* What you have to do *
Update the records below by changing "Tag" to "Mark" everywhere it occurs. Leave every other line and character unchanged.

= = =

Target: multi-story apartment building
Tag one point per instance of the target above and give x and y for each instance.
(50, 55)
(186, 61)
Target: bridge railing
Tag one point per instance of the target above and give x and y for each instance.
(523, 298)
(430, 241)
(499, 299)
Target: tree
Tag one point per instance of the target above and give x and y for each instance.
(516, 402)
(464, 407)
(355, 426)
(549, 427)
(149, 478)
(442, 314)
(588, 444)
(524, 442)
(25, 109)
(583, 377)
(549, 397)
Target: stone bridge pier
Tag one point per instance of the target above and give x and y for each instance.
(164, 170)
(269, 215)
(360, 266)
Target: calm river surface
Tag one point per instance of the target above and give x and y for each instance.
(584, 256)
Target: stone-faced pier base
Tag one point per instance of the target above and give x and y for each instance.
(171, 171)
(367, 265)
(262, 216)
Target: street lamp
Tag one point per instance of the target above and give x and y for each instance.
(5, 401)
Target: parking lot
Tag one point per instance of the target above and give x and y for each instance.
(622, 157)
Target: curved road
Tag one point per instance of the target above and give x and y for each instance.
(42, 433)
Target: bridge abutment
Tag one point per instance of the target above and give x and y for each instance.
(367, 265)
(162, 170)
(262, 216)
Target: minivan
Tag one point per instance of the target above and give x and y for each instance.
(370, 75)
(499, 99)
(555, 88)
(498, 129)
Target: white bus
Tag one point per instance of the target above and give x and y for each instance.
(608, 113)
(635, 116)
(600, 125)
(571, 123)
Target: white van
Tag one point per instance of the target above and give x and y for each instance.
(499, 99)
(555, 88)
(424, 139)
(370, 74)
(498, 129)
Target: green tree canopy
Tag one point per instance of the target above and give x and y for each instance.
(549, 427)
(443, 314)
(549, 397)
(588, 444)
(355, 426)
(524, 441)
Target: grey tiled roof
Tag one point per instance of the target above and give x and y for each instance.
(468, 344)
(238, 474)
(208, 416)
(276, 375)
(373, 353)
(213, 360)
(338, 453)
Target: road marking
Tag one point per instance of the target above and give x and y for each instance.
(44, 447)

= = =

* Final result *
Target: multi-story apartment building
Mark one point per instance of the target above and give x and y for each instance.
(50, 55)
(186, 61)
Target: bridge railing
Mark one point per instance of the target above and give x and y for each instance.
(523, 298)
(430, 241)
(499, 299)
Target: tree
Mark one point per instance of the target above and give x and y for each instance.
(516, 402)
(464, 407)
(355, 426)
(549, 427)
(149, 478)
(442, 314)
(588, 444)
(524, 442)
(25, 109)
(583, 377)
(549, 397)
Target: stone bridge pier
Mark one point per instance of the target above and give x and y for each instance.
(164, 170)
(269, 215)
(360, 266)
Target: calm river surface
Mark one point per instance of the target above and give x and y for each instance.
(584, 256)
Target: stone-faced pier base
Mark one point per instance of the target above and give x and y for each instance.
(171, 171)
(367, 265)
(262, 216)
Target: street lamp
Mark one point per instance of the target above and give x and y for each instance.
(5, 401)
Target: parking lot
Mark one point per instance of the target above and give x and y for each instance.
(622, 157)
Target: curved road
Mark one point per instance of the target above and give x and y for each instance.
(42, 433)
Target: bridge abutment
Mark one point per instance of the target above and give x and y for each instance.
(367, 265)
(162, 170)
(262, 216)
Target: minivan
Mark one point per instance of the target above and give x and y for each instance.
(370, 75)
(499, 99)
(555, 88)
(498, 129)
Target: white bus
Mark one point per instance of the target above and give x and y for each instance.
(608, 113)
(635, 116)
(600, 125)
(571, 123)
Target: white van
Mark one point per instance of the target above and give x and y for each instance.
(499, 99)
(555, 88)
(424, 139)
(370, 74)
(498, 129)
Target: green tree canopy
Mark one point per instance of the target above and give x and y for each instance.
(549, 427)
(443, 314)
(549, 397)
(588, 444)
(355, 426)
(524, 441)
Target: grey tiled roof
Mark one point per instance of the target above and give x and y for each instance.
(468, 344)
(238, 474)
(208, 416)
(276, 375)
(373, 353)
(213, 360)
(338, 453)
Target: road marking
Mark one point per instance of the target above and give x and y for each instance.
(44, 447)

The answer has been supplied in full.